*TASKS TO CARRY OUT*:
- A) Answer these questions using the statement on Medicare payments to physicians.
(i) Which two measures is the payment update formula based on?
(ii) What cut in the Medicare conversion factor did the fiscal year 2003 omnibus appropriations bill avoid?
(iii) What reduction does the preliminary CMS conversion factor figure predict for 2004?
- B) Resume the statement on Medicare payments to physicians, writing what follows its last sentence.

TEXT BLOCK Block Start

PRESCRIPTION DRUG AND MEDICARE IMPROVEMENT ACT OF 2003
ADEQUACY OF MEDICARE PAYMENTS TO PHYSICIANS
Mr. SPECTER. Mr. President, I have sought recognition today to engage the distinguished chairman of the Finance Committee in a colloquy regarding concerns about the adequacy of Medicare payments to physicians.
Each year, Medicare payments to physicians are adjusted through use of a "payment update formula" that is based on the Medicare Economic Index, MEI, and the sustainable growth rate, SGR. This formula has a number of flaws that create inaccurate and inappropriate payment updates that do not reflect the actual costs of providing medical services to the growing number of Medicare patients.
As discussed above, the formula has resulted in numerous payment cuts to Medicare physicians. Earlier this year, Congress passed legislation as part of the fiscal year 2003 omnibus appropriations bill, H.J. Res. 2, that avoided an impending 4.4-percent cut in the Medicare conversion factor. This was accomplished by adding 1 million previously missed Medicare beneficiaries to the mix and recalculating the appropriate formulas. Although this change resulted in a welcomed 1.6-percent increase in the Medicare conversion factor for 2003, the Centers for Medicare and Medicaid Services', CMS, preliminary Medicare conversion factor figure predicts a 4.2-percent reduction for 2004. The reason for this latest reduction stems from the fact that the current formula that originally resulted in the need to fix the 2003 conversion factor cut, is flawed. The latest scheduled round of payment cuts will make Pennsylvania's Medicare practice climate untenable.

TEXT BLOCK Block End
EXTRACTED DATA Block Start

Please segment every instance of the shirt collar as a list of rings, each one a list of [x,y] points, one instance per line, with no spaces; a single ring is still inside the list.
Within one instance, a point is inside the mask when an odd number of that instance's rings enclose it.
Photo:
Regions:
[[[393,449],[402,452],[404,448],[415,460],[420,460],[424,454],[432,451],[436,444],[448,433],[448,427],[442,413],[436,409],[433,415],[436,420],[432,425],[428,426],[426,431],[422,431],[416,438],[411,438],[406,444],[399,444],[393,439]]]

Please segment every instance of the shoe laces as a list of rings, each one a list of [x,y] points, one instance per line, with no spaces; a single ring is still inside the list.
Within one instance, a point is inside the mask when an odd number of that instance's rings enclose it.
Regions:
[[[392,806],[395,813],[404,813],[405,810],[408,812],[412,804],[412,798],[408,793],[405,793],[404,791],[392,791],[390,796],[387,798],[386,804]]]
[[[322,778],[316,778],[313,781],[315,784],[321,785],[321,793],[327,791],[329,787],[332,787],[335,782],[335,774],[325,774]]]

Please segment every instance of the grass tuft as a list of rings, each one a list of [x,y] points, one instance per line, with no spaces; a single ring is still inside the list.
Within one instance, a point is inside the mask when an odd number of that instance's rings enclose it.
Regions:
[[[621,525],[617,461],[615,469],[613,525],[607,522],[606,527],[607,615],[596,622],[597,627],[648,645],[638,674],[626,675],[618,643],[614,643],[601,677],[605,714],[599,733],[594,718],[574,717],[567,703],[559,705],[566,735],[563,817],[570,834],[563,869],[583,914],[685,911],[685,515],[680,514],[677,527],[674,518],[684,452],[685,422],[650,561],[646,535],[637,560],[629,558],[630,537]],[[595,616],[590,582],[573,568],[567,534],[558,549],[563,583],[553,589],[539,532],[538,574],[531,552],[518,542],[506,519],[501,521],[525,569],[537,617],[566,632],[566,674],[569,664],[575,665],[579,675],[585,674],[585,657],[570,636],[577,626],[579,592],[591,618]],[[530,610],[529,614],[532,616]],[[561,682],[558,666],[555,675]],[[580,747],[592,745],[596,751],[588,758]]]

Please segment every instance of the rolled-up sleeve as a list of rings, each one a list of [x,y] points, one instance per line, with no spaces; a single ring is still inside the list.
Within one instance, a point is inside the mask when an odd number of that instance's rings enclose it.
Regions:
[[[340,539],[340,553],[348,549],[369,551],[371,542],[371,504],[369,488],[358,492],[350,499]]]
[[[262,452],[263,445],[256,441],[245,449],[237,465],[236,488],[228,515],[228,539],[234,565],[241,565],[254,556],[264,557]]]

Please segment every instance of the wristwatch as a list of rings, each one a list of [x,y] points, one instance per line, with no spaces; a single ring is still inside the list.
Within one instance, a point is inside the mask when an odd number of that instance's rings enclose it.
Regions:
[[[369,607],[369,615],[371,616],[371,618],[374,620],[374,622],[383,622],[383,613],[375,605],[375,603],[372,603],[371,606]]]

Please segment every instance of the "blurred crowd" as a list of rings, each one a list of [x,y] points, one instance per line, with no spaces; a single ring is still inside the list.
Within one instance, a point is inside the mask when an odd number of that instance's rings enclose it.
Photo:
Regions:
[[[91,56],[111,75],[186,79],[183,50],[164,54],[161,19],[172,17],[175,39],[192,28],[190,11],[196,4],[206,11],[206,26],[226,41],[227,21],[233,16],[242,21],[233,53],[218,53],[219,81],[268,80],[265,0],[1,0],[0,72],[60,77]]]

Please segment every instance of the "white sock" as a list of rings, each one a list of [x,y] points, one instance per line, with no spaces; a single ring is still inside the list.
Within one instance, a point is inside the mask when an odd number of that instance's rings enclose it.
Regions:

EXTRACTED DATA Block End

*RESPONSES IN ORDER*:
- A)
(i) The Medicare Economic Index (MEI) and the sustainable growth rate (SGR).
(ii) An impending 4.4-percent cut.
(iii) A 4.2-percent reduction.

- B)
In its March 2003 report, the Medicare Payment Advisory Commission, MedPac, stated that if "Congress does not change current law, then payments may not be adequate in 2003 and a compensating adjustment in payments would be necessary in 2004." We owe it to America's physicians to fix the system so that they can continue to provide Medicare beneficiaries with the vital care they need.
With 17 percent of its population eligible for Medicare, the Pennsylvania Medical Society has calculated that Pennsylvania's physicians have already suffered a $128.6 million hit, or $4,074 per physician, as a result of the 2002 Medicare payment reduction. If not corrected, the flawed formula will cost Pennsylvania physicians another $553 million or $17,396 per physician for the period 2003-2005. They simply cannot afford these payment cuts. I know you have worked very hard in preparing a bipartisan Medicare bill that represents a good solid beginning to improving our Nation's health care system. However, I firmly believe this is an issue that Congress must address.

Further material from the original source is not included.